» Goal of the exercise
Each entry must be duplicated precisely, with nothing left out.

» Exercise inputs
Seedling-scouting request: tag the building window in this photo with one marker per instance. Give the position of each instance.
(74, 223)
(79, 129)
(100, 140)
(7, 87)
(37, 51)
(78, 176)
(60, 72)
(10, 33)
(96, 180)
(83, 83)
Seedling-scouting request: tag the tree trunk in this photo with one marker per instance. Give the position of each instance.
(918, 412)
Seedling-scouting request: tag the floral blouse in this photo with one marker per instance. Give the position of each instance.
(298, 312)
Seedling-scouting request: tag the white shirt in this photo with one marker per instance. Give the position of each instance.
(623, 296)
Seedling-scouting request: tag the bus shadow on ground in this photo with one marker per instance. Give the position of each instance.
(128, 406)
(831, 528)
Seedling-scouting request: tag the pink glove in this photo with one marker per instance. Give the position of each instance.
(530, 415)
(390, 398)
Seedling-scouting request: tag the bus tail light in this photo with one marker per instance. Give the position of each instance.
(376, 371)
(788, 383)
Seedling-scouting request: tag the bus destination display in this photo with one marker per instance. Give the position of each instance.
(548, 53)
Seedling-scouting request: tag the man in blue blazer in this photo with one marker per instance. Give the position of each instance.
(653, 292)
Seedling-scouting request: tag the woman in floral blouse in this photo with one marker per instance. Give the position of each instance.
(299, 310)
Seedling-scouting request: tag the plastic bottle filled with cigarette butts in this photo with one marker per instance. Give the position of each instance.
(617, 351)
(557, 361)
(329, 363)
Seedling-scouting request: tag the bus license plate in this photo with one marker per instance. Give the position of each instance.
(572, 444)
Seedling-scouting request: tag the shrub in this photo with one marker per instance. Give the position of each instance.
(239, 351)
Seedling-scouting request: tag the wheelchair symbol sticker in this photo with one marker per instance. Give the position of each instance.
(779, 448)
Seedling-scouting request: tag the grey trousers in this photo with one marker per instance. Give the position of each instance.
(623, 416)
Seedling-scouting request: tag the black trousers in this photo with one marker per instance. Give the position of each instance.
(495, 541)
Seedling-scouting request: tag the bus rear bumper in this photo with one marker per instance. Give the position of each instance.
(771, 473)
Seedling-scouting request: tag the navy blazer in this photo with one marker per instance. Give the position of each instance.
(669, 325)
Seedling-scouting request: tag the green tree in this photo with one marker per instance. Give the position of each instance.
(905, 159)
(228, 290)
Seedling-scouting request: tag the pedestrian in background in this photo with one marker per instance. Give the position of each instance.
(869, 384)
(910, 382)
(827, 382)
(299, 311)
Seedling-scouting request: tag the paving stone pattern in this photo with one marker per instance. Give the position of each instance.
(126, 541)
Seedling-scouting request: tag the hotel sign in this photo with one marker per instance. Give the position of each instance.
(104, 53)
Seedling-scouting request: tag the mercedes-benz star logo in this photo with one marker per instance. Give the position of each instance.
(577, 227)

» Answer space
Seedling-scouting request: tag the building window in this photo with one marker per instance. Give the position of each instance.
(74, 223)
(79, 129)
(100, 140)
(7, 87)
(37, 51)
(78, 176)
(60, 72)
(10, 33)
(96, 180)
(83, 83)
Seedling-scouting request: tag the tree trunk in this photo with one marker per instance. Give the position of each instance.
(918, 412)
Seedling-scouting request: tag the floral blouse in this photo with one marker per instance. Give the position of each instance.
(298, 312)
Seedling-scouting request: tag the white shirt in this photo with one marker per instance. Give the position of each instance.
(623, 296)
Seedling-scouting request: tag the bus shadow on ground in this photo with one marker per instance. Give the position of each instance.
(128, 406)
(831, 528)
Seedling-scouting request: tag the pink glove in this photo with one marker per instance. Give the position of each instance.
(530, 415)
(390, 398)
Seedling-scouting request: tag the bus tail light in this photo with one marker per instance. Give the position of each instance.
(376, 371)
(788, 383)
Seedling-scouting request: tag the bus destination display in this photo with one marker per instance. Give the position of each instance.
(548, 53)
Seedling-scouting request: tag the man in blue blazer in this photo with one marker per instance. Give the position of each instance.
(653, 292)
Seedling-scouting request: tag the woman in floral blouse in this photo with one marker per instance. Give the position of each instance.
(299, 310)
Seedling-scouting request: tag the plastic bottle filled with cigarette butts in this photo with one marker per instance. Give the position of each instance.
(617, 351)
(557, 361)
(329, 363)
Seedling-scouting request: tag the bus license plate in this photo with one marker per instance. Give the position of each instance.
(572, 444)
Seedling-scouting request: tag the shrub in this photo with one marker per instance. Give the position of each instance.
(239, 351)
Seedling-scouting request: tag the wheelchair symbol sticker in this photo with one marker per instance. Give the position of each instance.
(779, 448)
Seedling-scouting request: tag the grey trousers in this photo with one marker per instance. Give the position of each instance.
(623, 416)
Seedling-scouting request: tag the black trousers in this photo with one marker per instance. Give the position of each instance.
(495, 541)
Seedling-scouting request: tag the bus rear bumper in this photo with one marker per instance. Give the position of each instance.
(771, 473)
Seedling-scouting request: tag the navy blazer in this photo with one marker per instance. Give the position of each instance.
(669, 325)
Seedling-scouting request: tag the green tree in this photo with one marker per instance. Give the position of each instance.
(905, 159)
(228, 290)
Seedling-scouting request: tag the pedestrian in background in this photo with one marker per instance. Give the position of each instance.
(869, 384)
(910, 382)
(827, 382)
(299, 311)
Seedling-scouting request: tag the paving stone pattern in this photo with one marker per instance. Give the position of each instance.
(126, 541)
Seedling-scouting request: tag the hotel sign in this photo with one marker per instance. Give the position of each instance.
(104, 53)
Seedling-scouting request: tag the mercedes-benz star logo in this photo with one marker per instance. Give the position of each instance.
(577, 227)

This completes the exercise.